Source passage:
────────────────────

Hairy agrees with Mark Richt on grayshirting. Blackshirting, they might want to stay away from ...
Hairy agrees with Mark Richt on grayshirting. Blackshirting, they might want to stay away from ...

A distinction without a difference?
Mark Richt on oversigning:

"I think that's an awful thing to do," Richt said. "It's nothing that we have ever done since we've been at Georgia."

Mark Richt on why things might be a bit more, well, gray when it comes to grayshirting:

"Not to say we haven't gray shirted, or talked to a kid about gray shirting, but if you tell five of those guys, hey, we've got 20 spaces, I can sign 25 and there's a good chance by the time school starts there will be room for you because of the attrition which seems to happen every year," Richt said. "We tell them if there's space for you, you come in with your class, if there's not, we ask, are you willing to come next January? They'll then say 'Coach, I understand it' and they are willing to do that. If you tell them on the front end, they understand that."

No matter what you think about oversigning -- and I happen to agree with Richt that it's awful -- the problem with the issue is that it's difficult to tell what, precisely, oversigning is. Is there really any difference between signing a kid you know might be grayshirted and telling him versus signing a kid you know might be grayshirted and not telling him? In either case, it seems, you're treating the rule book as something that has to be managed as opposed to something that has to be followed.

────────────────────

Instructions:
1. Can you repeat the grayshirting passage from "No matter what" up to and including "to be followed.", replacing "rule book" with "regulations"?
2. Which numbers does Richt mention in his quotes in the grayshirting passage?

Source material:
────────────────────

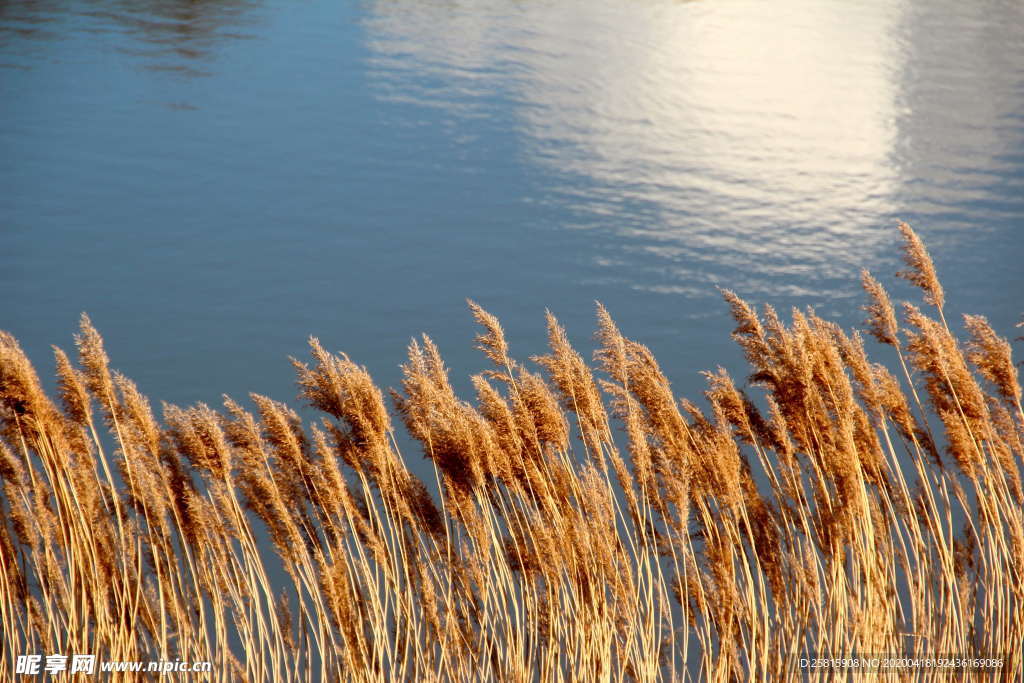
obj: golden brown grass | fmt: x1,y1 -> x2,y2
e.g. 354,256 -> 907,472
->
0,224 -> 1024,682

────────────────────

Worked answers:
1.
No matter what you think about oversigning -- and I happen to agree with Richt that it's awful -- the problem with the issue is that it's difficult to tell what, precisely, oversigning is. Is there really any difference between signing a kid you know might be grayshirted and telling him versus signing a kid you know might be grayshirted and not telling him? In either case, it seems, you're treating the regulations as something that has to be managed as opposed to something that has to be followed.

2. five, 20, 25